Selected excerpt -
'''

According to EnergySource Minerals, the company is close to becoming fully operational at its existing John Featherstone geothermal plant at the Salton Sea. The Imperial Valley-based company has also shared its technology with two other operations in the U.S., a company spokeswoman told The Epoch Times. The company’s permits were approved locally and it expects the Salton Sea operation to be ready by 2024.

A second company, Berkshire Hathaway Energy, hopes to open a state-funded lithium demonstration facility at the site.

In November, a third company, Controlled Thermal Resources, started drilling two full-size wells at their Salton Sea property called Hell’s Kitchen, according to CEO Rod Colwell. The company has contracted to supply lithium to General Motors.

“We’re going for the testing phase on those wells, which are looking quite good at the moment for both lithium and power production,” Colwell told the Salton Sea Authority at a meeting on Feb. 24.

Once developed, the company expects to produce enough geothermal energy for 1.1 million homes and 300,000 tons of lithium each year.

By 2034, the U.S. will need an estimated 500,000 metric tons of unrefined lithium per year just to power electric vehicles, according to the battery company OneCharge.

“The U.S. produces just a fraction of that today,” according to OneCharge’s report in January.

'''

Write out everything in the Salton Sea lithium passage from "A second company, Berkshire" down to "a meeting on Feb. 24.", switching "wells" to "boreholes". The data that come next are drawn from a separate source.

Data block -

'''

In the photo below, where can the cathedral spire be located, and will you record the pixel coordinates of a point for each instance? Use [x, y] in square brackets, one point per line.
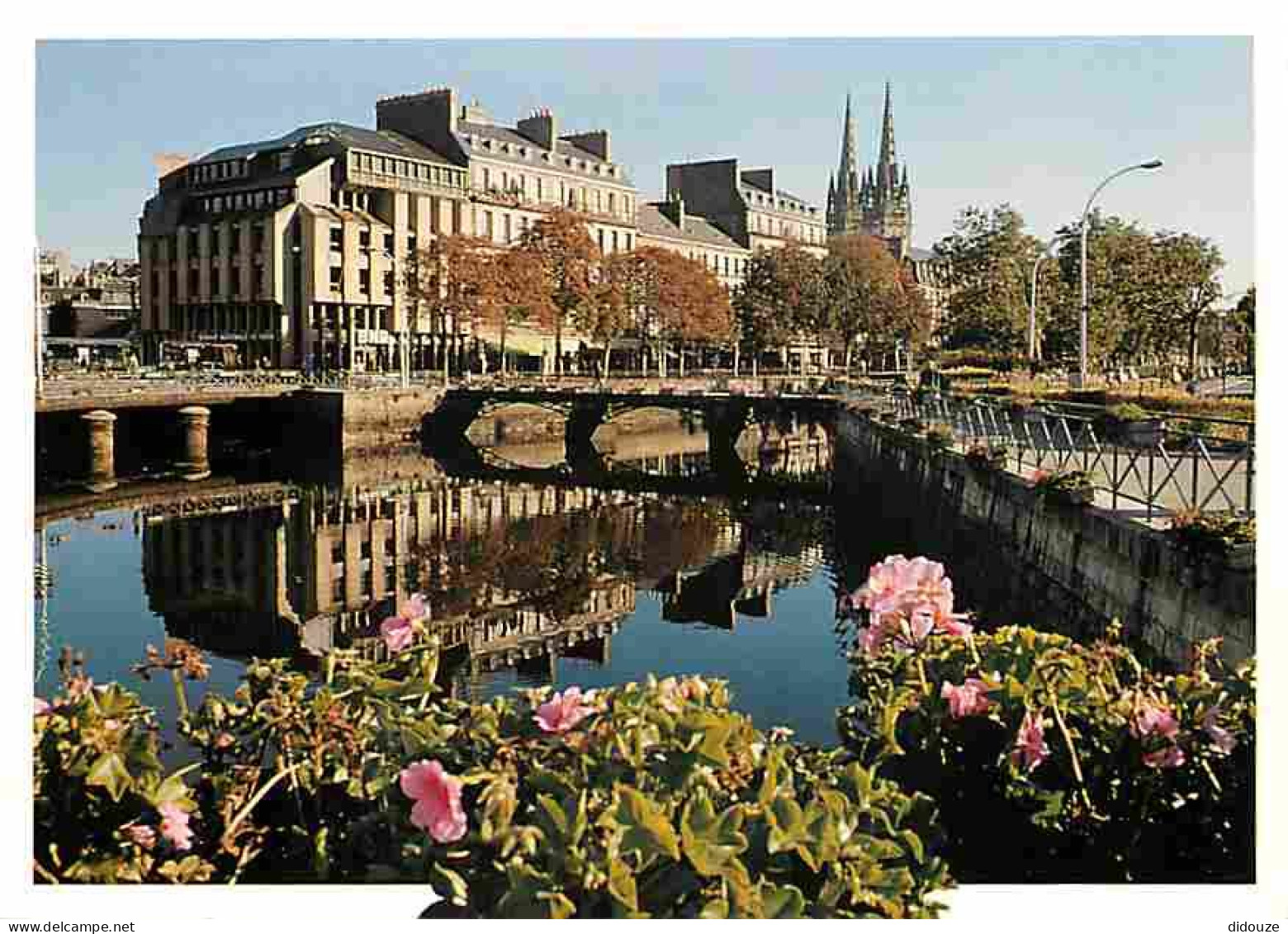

'''

Exercise response -
A second company, Berkshire Hathaway Energy, hopes to open a state-funded lithium demonstration facility at the site.

In November, a third company, Controlled Thermal Resources, started drilling two full-size boreholes at their Salton Sea property called Hell’s Kitchen, according to CEO Rod Colwell. The company has contracted to supply lithium to General Motors.

“We’re going for the testing phase on those boreholes, which are looking quite good at the moment for both lithium and power production,” Colwell told the Salton Sea Authority at a meeting on Feb. 24.